NVIDIA Omniverse is the company’s platform for digital worlds that it hopes will span everything from digital twins, to gaming, to simulations, and more.
During the keynote, it announced new features for the platform, including support for Ada Lovelace GPUs.
Eventually, Omniverse needs a cloud component for collaboration.
There we go.
This is the first of many cloud announcements that NVIDIA will be making today and in the future.
NVIDIA Drive Update with Thor
Previously, NVIDIA had Atlan scheduled for 2024.
Now it has Thor, at twice the performance of Atlan for the same time frame.
This will bring next-generation GPU, plus the new Grace Neoverse V2-powered cores, onto the next-generation robotics platform, past Orin, which is today’s platform.
Part of the idea here is that the new platform can be used to power infotainment as well as driving assist features. It also has multi-domain computing so it can run Linux, QNX, and Android, as examples, at the same time.
Today, there are many different computers in cars.
In the future, NVIDIA thinks that Thor can replace many if not all of them. That means lower power consumption and also lower weight/ packaging requirements for the computers as well as wiring.
NVIDIA says that the NVLink C2C was to help have multiple Thor chips connected for applications where more processing power is required.
NVIDIA said its current generation NVIDIA Drive Orin has over 40 design wins at this point.
Orin is in the Metropolis Edge AI Orin Server.
It is also at the heart of the NVIDIA IGX Orin. This is a mATX platform that combines two ConnectX-7 ports (400Gbps) and will be used in a number of new applications, including healthcare.
This IGX Orin is perhaps the most exciting platform at GTC 2022 aside from the RTX 4000 series.
NVIDIA Isaac simulation for robotics is available as a cloud service as well.
NVIDIA Accelerated Computing Across the Datacenter Stack
This is the set up slide for the next section.
NVIDIA RAPIDS can be used on Windows WSL. It also supports Arm servers. The company says RAPIDS is also coming to Apache Spark.
The NVIDIA Triton inference server is expanding with 50 new features. That includes large language model inference.
NVIDIA is going through software, and companies using NVIDIA’s software. We are going to skip these segments.
One of the bigger announcements is tied to large language models as they grow in complexity and scale.
NVIDIA is going to offer a service where it can take large language models and customize them given as few as 500 input pairs.
It will then offer the output as an API service. The advantage for a company is that they can train models without having big GPU clusters. For NVIDIA, this can be an extremely high-margin business as customers rely on it to host AI models at the heart of business functions.
NVIDIA will have another version of this for healthcare and things like drug discovery. That will be BioNeMo. Both NeMo services are going to be in preview running on a NVIDIA SuperPod in October 2022. NVIDIA says the H100 is ~5x faster than the A100 for large language models due to the transformer engine.

----

→ Stated exercise 1: In the records, copy out the lines from the one containing "Task: locate the disposable coffee cup." up to and including the one containing "column 370, row 364", keeping each line unchanged.
→ Stated exercise 2: Pick up the article on NVIDIA's GTC 2022 keynote announcements right after its last sentence and keep it going.
The article and the records have no connection to each other.

----

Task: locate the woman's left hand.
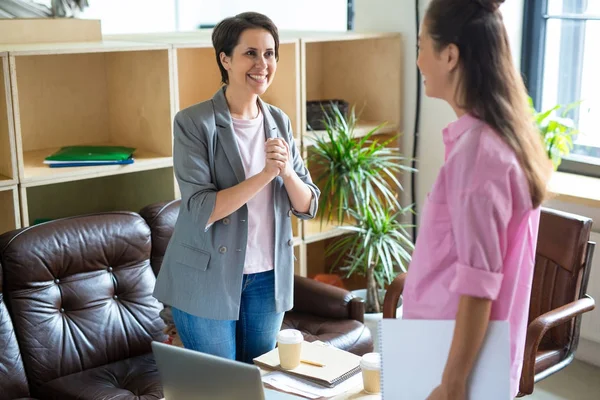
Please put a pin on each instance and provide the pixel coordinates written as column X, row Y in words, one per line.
column 277, row 148
column 445, row 392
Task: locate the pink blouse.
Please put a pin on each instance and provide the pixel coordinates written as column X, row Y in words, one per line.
column 477, row 236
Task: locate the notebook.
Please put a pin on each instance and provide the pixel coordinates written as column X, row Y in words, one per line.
column 92, row 153
column 414, row 354
column 339, row 364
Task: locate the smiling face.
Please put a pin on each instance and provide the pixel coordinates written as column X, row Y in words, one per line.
column 252, row 64
column 438, row 66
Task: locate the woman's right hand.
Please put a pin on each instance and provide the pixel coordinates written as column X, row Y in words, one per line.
column 273, row 165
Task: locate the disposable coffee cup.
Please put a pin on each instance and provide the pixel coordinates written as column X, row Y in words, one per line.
column 289, row 343
column 370, row 364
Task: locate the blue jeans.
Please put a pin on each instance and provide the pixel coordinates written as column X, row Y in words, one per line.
column 253, row 334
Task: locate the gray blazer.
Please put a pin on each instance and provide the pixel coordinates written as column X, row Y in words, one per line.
column 202, row 270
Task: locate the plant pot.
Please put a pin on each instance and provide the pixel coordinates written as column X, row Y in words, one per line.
column 372, row 319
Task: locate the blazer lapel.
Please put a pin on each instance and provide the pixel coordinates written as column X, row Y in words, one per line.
column 227, row 135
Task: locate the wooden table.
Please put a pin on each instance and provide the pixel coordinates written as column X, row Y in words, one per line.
column 354, row 394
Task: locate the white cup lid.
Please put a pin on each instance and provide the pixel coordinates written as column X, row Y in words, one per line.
column 371, row 361
column 290, row 336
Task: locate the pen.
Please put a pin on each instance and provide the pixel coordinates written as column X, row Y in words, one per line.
column 316, row 364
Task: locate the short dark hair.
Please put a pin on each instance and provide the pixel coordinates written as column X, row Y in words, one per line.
column 226, row 35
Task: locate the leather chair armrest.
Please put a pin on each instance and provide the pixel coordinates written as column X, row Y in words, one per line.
column 392, row 296
column 327, row 301
column 538, row 328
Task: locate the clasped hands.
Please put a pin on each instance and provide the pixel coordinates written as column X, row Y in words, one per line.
column 277, row 162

----

→ Exercise response 1:
Task: locate the disposable coffee cup.
Please put a pin on each instance and provide the pixel coordinates written as column X, row Y in words, one per line.
column 289, row 343
column 370, row 364

→ Exercise response 2:
NVIDIA H100 in Production Update
On the NVIDIA H100 side, it is in production now. It will be shipping in October via the PCIe versions.
The HGX-based platforms with SXM modules will be in Q1 so that will include machines like the DGX H100.
Next NVIDIA Grace.
NVIDIA Grace Details
NVIDIA said that its upcoming Grace Hopper will be ideal for recommender systems where there is a greater need for fast memory than just memory capacity.
Here is the new Grace Hopper chip with the Arm Neoverse V2 cores:
Many of these specs we already had. NVIDIA is saying that systems with Grace Hopper will be available in 1H 2023. We take that to mean in Q2 2023.
I am very excited for Grace and Grace Hopper.
NVIDIA L40 GPU for Omniverse
For the Omniverse, there is a new L40 GPU with 48GB of memory.
This is a PCIe card that NVIDIA says is in full production. We asked NVIDIA about this a few weeks ago, and they finally acknowledged that it would be a GPU a few days ago.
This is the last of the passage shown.